* _Stored rows_
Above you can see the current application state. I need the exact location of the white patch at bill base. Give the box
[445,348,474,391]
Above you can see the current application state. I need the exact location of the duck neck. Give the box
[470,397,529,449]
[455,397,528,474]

* _Your objective_
List each line of the material above that contains the word "need".

* _Worked solution_
Above you can see the current application state. I need the exact location of the white patch at bill base. Give the box
Above you can see the current application state. I need the exact location of the duck neck. Give the box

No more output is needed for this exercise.